A review by traceculture
Waiting for the Barbarians by J.M. Coetzee

3.0

The title makes reference to Cavafy’s famous poem in which a population is in a state of torpor awaiting the arrival of the barbarians who never come ‘Now what’s going to happen to us without barbarians? Those people were a kind of solution.’ In other words, their being barbarians made us
the civilized ones. When we posit someone/something as the ultimate ‘other’, we make them the problem. We’re right they’re wrong. It puts us in a very powerful position. It engenders fear and fear of a barbarian is a very useful way of reorganising society. Contemporary barbarians such as covid, Russia, drugs, and terror helped shape domestic and international policy.
This is a novel about imperialism, oppression, and regime politics. It’s also a man’s book about
men doing violent and violating men's things in some unknown frontier of empire. Men, dressed in their extravagant uniforms, run the outposts, go out hunting and killing people, commit savage acts of cruelty and have complete control of the settlement and its population.

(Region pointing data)

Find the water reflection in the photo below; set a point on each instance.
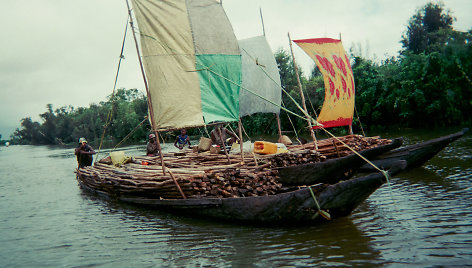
(338, 242)
(424, 218)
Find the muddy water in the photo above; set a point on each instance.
(423, 218)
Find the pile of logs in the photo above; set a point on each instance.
(334, 147)
(202, 175)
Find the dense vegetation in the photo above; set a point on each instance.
(426, 85)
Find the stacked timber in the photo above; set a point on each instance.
(205, 175)
(336, 147)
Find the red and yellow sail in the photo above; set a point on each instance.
(332, 61)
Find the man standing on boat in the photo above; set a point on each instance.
(182, 139)
(152, 149)
(84, 153)
(217, 140)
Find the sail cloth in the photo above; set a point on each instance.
(260, 75)
(332, 61)
(192, 62)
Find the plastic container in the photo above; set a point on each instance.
(215, 149)
(264, 147)
(117, 157)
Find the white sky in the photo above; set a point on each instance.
(66, 52)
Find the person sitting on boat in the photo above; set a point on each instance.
(182, 139)
(215, 136)
(152, 149)
(84, 153)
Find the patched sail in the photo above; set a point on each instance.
(332, 61)
(260, 75)
(192, 62)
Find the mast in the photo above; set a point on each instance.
(312, 133)
(151, 111)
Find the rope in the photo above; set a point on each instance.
(358, 118)
(110, 113)
(129, 134)
(293, 126)
(321, 212)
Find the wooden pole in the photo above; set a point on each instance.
(151, 111)
(176, 183)
(223, 143)
(262, 21)
(240, 123)
(350, 126)
(278, 125)
(312, 133)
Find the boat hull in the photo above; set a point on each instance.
(338, 200)
(415, 155)
(332, 170)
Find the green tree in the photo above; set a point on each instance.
(427, 29)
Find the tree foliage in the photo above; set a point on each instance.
(428, 84)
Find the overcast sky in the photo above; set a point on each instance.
(66, 52)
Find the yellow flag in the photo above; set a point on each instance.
(332, 61)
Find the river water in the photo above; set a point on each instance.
(423, 219)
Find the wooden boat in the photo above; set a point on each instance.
(297, 204)
(417, 154)
(331, 170)
(201, 60)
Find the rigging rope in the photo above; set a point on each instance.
(110, 113)
(358, 118)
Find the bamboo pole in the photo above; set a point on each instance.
(176, 183)
(240, 123)
(151, 110)
(223, 144)
(312, 133)
(278, 125)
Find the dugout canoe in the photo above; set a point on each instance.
(417, 154)
(337, 200)
(331, 170)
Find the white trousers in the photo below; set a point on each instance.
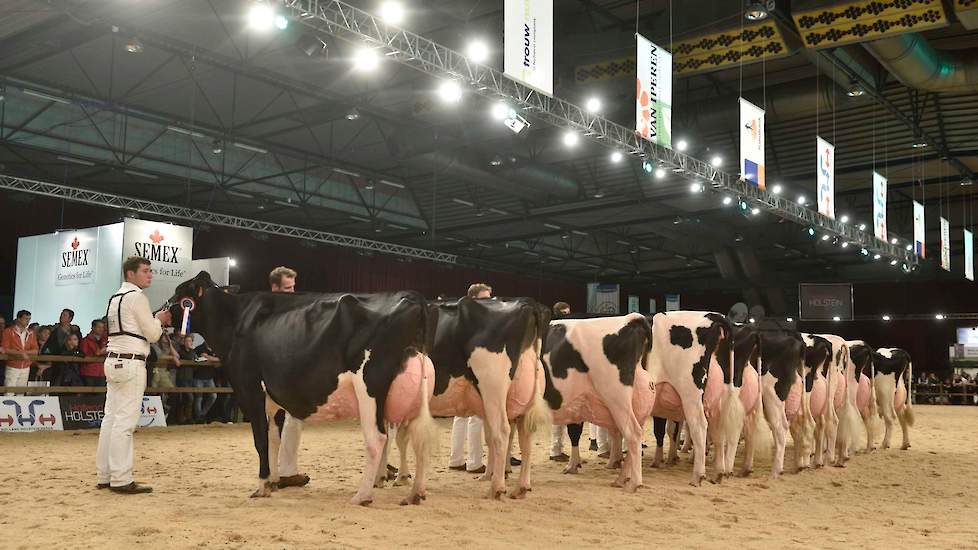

WORK REQUEST A:
List the contemporary barbarians that the review names as having helped shape domestic and international policy.
WORK REQUEST B:
Reproduce the stretch of the review from "The title makes" through "and international policy.".

RESPONSE BOX A:
covid
Russia
drugs
terror

RESPONSE BOX B:
The title makes reference to Cavafy’s famous poem in which a population is in a state of torpor awaiting the arrival of the barbarians who never come ‘Now what’s going to happen to us without barbarians? Those people were a kind of solution.’ In other words, their being barbarians made us
the civilized ones. When we posit someone/something as the ultimate ‘other’, we make them the problem. We’re right they’re wrong. It puts us in a very powerful position. It engenders fear and fear of a barbarian is a very useful way of reorganising society. Contemporary barbarians such as covid, Russia, drugs, and terror helped shape domestic and international policy.